##### GIVEN DATA #####
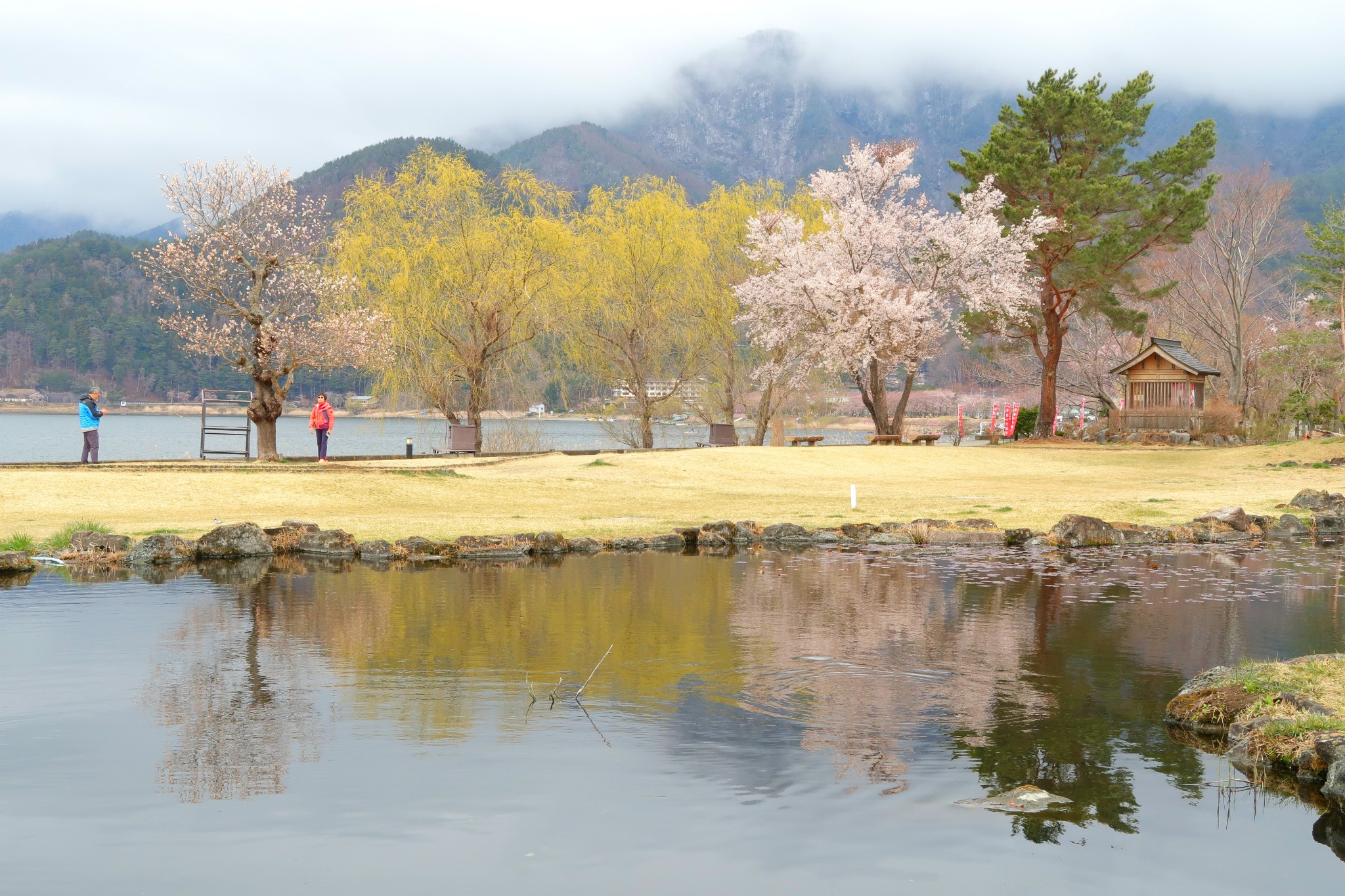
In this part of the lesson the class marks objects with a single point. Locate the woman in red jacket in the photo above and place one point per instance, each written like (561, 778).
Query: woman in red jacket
(320, 422)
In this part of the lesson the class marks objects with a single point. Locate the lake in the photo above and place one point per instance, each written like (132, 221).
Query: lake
(139, 437)
(766, 723)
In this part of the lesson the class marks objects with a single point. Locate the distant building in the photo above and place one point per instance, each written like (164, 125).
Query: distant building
(22, 396)
(690, 390)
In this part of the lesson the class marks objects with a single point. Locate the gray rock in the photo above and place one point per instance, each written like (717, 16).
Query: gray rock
(87, 540)
(234, 540)
(15, 562)
(376, 550)
(1212, 677)
(786, 532)
(156, 550)
(1132, 534)
(335, 542)
(1334, 785)
(891, 538)
(1075, 531)
(490, 547)
(730, 531)
(858, 531)
(1287, 527)
(966, 538)
(417, 545)
(1319, 500)
(549, 543)
(1020, 800)
(1328, 526)
(1235, 517)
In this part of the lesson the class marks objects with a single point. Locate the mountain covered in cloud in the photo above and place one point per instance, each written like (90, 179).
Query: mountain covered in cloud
(762, 109)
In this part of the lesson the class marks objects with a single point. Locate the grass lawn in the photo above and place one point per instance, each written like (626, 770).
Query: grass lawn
(1016, 485)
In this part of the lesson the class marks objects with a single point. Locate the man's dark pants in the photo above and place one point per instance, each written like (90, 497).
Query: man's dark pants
(91, 448)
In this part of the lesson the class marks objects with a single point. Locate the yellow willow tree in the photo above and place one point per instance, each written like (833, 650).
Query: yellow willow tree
(722, 221)
(638, 317)
(466, 265)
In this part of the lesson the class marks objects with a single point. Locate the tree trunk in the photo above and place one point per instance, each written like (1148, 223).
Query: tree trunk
(646, 410)
(899, 417)
(731, 378)
(1055, 333)
(875, 396)
(264, 410)
(475, 400)
(763, 416)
#####
**DIRECTION**
Repeat all of the entries word for word, but omit the pictures.

**EXPECTED ANSWER**
In this part of the lesson the class marks objects with a single point. Locate the woman in red jacket in the photo above and place one point per instance, each written like (561, 778).
Query: woman in red jacket
(320, 422)
In this part of the lesson the class marks objects with a single point. Locate the lake in the photo above and place one point per instance, each written like (132, 221).
Query: lake
(139, 437)
(766, 723)
In this part of the lesson the class marks objects with a single point. Locate the distant building in the photo above and place one point per instance, each written like (164, 125).
Query: distant building
(22, 396)
(690, 390)
In this part of the lesson the class marks objects with a single point. Locate the gray rock in the photo above and place one point per instance, each written like (717, 16).
Query: gray rock
(87, 540)
(234, 540)
(15, 562)
(376, 550)
(1212, 677)
(786, 532)
(156, 550)
(1132, 534)
(335, 542)
(1334, 785)
(891, 538)
(1075, 531)
(490, 547)
(730, 531)
(858, 531)
(1287, 527)
(966, 538)
(417, 545)
(1319, 500)
(549, 543)
(1020, 800)
(1328, 526)
(1235, 517)
In this part of the lesson the class marks objects with a single point. Locate the mountain covered in cloud in the photo above and place one point per instance, each written like (90, 179).
Query: mountain covered in cloud
(762, 109)
In this part of the lesson the class marks objects with a single point. Locate the grass lawn in the photo above and place one point per instance, each written like (626, 770).
Query: grass lawn
(1016, 485)
In this part of the lesson the class marks objects with a single point. Locate the man's dark pants in the photo above and place one point per instance, each written like (90, 497).
Query: man's dark pants
(91, 448)
In this part of the lesson the class marks objects with a single point. Locate the yellow willow tree in the photo above and place one point per instance, each written like (833, 650).
Query: yellow willow tree
(722, 221)
(638, 317)
(466, 265)
In this part of the lesson the class marks objects with a single point. Locate the tree trunk in the photo above and place one point per instance, each written like (1148, 223).
Query: tree trunk
(646, 410)
(899, 417)
(731, 378)
(1055, 333)
(875, 396)
(264, 410)
(475, 400)
(763, 416)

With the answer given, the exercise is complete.